— TASK TO CARRY OUT —
Locate each line in the rows below that contains the word "When", and copy those lines out in full.

** begin INPUT MATERIAL **

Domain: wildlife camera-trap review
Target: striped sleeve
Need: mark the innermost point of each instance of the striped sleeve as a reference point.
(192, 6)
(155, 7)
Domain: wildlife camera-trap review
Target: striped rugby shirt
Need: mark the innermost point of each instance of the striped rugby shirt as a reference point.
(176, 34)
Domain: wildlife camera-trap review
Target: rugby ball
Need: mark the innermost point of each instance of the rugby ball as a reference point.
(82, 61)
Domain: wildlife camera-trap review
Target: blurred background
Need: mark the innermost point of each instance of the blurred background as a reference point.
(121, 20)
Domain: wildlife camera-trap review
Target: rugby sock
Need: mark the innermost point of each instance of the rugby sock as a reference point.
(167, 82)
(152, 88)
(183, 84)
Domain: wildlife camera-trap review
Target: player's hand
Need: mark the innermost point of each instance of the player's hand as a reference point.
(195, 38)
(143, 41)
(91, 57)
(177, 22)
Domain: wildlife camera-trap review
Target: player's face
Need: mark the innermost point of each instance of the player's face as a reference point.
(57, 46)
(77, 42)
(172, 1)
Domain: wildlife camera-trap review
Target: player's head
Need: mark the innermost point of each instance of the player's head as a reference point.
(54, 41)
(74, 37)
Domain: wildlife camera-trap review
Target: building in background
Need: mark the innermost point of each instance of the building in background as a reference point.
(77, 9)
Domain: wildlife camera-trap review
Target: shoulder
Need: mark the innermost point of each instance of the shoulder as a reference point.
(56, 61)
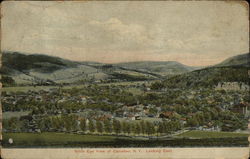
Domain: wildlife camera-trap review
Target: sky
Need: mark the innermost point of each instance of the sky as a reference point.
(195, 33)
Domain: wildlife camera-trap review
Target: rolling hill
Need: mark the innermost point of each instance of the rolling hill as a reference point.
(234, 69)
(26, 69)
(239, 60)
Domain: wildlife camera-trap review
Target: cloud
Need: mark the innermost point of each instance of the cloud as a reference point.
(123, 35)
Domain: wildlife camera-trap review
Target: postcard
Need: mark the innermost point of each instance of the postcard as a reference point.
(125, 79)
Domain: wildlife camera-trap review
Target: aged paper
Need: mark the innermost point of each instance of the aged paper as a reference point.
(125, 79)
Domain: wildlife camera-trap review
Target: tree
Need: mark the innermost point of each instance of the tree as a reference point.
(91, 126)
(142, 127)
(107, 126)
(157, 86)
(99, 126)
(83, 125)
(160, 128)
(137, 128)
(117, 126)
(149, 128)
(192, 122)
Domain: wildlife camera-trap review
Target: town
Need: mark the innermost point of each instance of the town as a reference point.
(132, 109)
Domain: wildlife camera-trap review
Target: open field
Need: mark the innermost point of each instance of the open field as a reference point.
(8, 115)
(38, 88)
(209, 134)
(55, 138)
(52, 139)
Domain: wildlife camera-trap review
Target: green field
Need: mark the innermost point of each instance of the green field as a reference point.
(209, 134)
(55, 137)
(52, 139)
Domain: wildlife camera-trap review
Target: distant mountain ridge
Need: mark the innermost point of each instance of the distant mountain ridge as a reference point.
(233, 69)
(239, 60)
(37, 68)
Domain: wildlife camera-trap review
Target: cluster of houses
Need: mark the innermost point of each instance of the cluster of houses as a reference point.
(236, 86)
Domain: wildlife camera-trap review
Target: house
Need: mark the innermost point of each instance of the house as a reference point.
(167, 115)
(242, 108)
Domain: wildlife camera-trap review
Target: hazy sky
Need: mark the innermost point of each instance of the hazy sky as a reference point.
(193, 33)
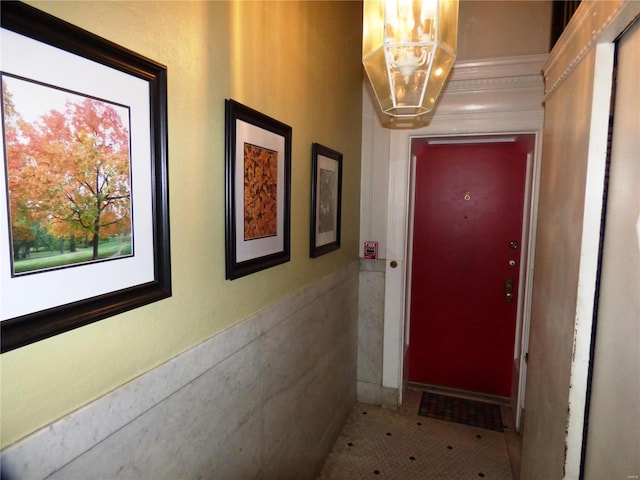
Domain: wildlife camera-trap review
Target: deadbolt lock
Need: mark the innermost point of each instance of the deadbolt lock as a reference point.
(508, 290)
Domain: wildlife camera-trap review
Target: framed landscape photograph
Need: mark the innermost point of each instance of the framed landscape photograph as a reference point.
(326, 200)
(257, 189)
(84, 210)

** end INPUT MATERIAL **
** begin INPUT MATERIAL **

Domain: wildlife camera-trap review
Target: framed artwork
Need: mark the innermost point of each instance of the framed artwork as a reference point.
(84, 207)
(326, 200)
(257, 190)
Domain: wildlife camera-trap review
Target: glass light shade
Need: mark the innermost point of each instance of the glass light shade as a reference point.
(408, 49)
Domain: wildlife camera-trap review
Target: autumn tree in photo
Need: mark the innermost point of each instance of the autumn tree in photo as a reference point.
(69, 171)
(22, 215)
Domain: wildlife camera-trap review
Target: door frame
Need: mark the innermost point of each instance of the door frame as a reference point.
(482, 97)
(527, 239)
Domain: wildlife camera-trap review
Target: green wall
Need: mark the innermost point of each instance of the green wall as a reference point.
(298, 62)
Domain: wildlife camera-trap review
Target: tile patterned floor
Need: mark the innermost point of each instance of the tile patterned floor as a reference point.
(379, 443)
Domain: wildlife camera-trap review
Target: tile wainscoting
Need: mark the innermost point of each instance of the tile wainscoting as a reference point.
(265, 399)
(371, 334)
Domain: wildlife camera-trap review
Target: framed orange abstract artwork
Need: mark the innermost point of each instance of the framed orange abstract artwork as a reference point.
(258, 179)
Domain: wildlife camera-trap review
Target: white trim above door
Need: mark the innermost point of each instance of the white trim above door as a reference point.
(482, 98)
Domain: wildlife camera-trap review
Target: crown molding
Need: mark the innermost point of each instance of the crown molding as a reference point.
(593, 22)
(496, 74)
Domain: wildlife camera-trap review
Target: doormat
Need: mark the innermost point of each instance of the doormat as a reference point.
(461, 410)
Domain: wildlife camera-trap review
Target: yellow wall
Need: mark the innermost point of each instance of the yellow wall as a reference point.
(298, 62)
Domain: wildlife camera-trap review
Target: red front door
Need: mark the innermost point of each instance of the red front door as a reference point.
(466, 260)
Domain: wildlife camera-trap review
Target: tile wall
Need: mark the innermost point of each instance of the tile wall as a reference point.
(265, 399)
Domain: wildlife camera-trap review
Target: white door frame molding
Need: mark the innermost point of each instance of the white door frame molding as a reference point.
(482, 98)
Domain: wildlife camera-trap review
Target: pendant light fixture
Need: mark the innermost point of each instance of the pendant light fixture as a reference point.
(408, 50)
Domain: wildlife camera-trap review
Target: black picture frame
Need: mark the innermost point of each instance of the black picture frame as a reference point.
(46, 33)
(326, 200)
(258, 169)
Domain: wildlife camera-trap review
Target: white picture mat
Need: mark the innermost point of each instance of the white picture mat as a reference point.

** end INPUT MATERIAL **
** begin INPUT MATERIAL **

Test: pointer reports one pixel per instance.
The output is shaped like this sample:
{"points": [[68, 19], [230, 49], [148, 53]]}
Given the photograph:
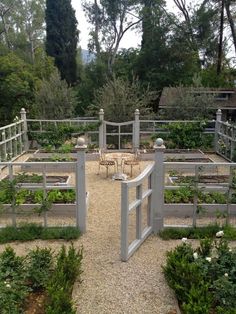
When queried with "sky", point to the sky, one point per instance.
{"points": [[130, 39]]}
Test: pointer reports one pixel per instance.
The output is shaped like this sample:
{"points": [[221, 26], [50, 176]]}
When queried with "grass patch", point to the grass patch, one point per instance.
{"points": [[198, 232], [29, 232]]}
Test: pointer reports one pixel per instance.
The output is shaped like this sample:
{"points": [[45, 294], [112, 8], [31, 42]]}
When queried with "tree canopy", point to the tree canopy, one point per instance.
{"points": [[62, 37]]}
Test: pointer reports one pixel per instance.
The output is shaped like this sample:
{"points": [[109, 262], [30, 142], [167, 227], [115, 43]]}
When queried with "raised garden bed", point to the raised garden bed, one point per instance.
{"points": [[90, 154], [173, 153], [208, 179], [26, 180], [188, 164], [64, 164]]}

** end INPUT MATERIAL **

— THE REPLY —
When queried with "sky", point to the sky, one point per instance.
When queried with "grass patch", point to the grass patch, one point per instance.
When queried with "tree canopy", point to the tree canopy, one point per instance.
When queried with "raised garden bed", point to the raised garden bed, one point per instance.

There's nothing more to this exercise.